=== TASK TO CARRY OUT ===
Rewrite the records from the start through the line that contains "[562,0,682,32]", both ends included, and keep each request unchanged. Multiply every box coordinate in the answers by 0.9 and round to whole numbers, with halves going up.

Box annotations for photos
---

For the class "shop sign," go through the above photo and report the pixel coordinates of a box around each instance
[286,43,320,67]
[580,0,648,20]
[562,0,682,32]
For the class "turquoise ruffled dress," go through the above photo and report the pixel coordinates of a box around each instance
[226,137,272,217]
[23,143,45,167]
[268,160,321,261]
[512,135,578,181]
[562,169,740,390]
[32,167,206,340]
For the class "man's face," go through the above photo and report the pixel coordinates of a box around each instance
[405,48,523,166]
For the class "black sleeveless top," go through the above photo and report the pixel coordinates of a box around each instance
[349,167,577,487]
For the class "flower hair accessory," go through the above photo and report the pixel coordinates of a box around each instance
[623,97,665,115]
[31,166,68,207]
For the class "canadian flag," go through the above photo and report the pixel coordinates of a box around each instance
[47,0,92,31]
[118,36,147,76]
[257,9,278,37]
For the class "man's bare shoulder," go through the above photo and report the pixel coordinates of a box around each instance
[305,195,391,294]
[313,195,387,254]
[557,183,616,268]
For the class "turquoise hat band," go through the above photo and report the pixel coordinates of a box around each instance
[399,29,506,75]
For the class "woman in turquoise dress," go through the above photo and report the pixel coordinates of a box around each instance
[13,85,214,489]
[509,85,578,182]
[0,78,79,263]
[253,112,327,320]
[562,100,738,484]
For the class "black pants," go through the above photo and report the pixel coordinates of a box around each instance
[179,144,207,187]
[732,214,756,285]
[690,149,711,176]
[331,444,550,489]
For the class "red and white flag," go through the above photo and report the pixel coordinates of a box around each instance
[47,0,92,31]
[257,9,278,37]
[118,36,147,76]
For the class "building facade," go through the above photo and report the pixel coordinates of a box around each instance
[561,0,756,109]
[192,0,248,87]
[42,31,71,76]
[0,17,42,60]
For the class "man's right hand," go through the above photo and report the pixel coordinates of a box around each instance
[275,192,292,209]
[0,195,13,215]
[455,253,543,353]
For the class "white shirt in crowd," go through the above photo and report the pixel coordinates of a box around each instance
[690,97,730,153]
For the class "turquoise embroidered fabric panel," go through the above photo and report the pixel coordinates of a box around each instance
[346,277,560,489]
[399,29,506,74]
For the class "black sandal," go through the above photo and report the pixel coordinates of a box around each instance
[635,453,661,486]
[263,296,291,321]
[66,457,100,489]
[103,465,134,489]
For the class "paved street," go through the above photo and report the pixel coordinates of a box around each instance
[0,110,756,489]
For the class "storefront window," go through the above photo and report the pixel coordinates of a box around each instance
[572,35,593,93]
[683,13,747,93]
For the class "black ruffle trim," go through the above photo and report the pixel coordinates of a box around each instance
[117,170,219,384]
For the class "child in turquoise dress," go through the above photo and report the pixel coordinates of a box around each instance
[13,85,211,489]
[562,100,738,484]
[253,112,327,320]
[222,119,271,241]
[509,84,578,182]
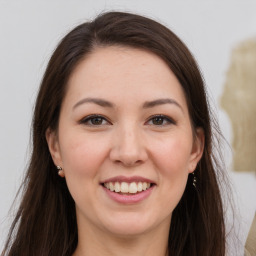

---

=== ANSWER TO THE TASK ===
For the class "shop sign," go through the above photo and report the pixel coordinates of a box around each instance
[257,39,288,60]
[522,0,583,18]
[506,0,614,29]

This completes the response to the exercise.